Goal: Which lines in the material below contain the string "sticker", matching case exactly? Copy each such line in full.

Data excerpts:
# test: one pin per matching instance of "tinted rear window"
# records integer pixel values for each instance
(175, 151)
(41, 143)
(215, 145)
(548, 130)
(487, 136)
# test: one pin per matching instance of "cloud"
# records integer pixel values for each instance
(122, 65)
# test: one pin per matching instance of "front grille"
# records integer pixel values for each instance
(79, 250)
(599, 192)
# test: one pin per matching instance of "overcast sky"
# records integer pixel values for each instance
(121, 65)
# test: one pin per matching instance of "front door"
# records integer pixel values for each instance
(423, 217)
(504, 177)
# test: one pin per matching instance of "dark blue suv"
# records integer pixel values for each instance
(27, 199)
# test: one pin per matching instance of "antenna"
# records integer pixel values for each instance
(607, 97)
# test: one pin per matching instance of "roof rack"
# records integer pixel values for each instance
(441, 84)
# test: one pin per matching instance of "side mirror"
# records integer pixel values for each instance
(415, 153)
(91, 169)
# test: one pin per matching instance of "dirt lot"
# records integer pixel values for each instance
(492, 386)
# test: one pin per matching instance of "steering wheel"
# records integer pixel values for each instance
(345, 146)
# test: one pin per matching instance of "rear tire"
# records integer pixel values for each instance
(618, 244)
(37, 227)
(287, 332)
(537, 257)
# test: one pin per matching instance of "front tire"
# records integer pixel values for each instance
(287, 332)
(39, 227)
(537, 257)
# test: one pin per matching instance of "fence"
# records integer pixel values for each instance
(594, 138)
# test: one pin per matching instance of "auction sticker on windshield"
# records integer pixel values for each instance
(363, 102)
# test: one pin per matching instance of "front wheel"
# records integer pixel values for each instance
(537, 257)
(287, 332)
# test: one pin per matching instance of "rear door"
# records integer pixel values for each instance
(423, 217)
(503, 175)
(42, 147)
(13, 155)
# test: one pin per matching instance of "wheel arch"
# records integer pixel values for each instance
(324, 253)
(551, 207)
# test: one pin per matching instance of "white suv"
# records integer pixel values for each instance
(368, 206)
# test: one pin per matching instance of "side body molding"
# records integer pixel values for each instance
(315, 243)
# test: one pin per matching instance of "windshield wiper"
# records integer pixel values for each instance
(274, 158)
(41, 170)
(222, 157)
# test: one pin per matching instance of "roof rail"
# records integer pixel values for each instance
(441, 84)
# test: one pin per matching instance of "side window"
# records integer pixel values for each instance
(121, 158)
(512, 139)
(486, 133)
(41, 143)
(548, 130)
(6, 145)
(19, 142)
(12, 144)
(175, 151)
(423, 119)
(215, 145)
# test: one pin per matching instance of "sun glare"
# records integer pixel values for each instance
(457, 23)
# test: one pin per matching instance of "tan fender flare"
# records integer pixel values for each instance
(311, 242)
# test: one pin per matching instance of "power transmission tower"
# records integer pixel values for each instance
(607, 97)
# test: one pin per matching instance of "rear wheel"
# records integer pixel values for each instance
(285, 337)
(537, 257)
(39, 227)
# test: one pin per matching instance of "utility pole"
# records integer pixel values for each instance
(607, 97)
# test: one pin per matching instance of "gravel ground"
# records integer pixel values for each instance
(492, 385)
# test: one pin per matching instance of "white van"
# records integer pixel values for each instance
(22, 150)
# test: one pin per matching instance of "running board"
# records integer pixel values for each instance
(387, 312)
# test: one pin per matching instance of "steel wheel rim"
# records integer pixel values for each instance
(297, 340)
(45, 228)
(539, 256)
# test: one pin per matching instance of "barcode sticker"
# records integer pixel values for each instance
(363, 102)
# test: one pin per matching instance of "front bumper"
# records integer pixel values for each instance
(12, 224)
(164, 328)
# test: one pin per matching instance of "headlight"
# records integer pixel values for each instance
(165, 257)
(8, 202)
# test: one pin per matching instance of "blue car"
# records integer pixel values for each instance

Output of the task:
# test: one pin per matching instance of "auction sticker on windshield"
# test: one pin per matching instance of "barcode sticker"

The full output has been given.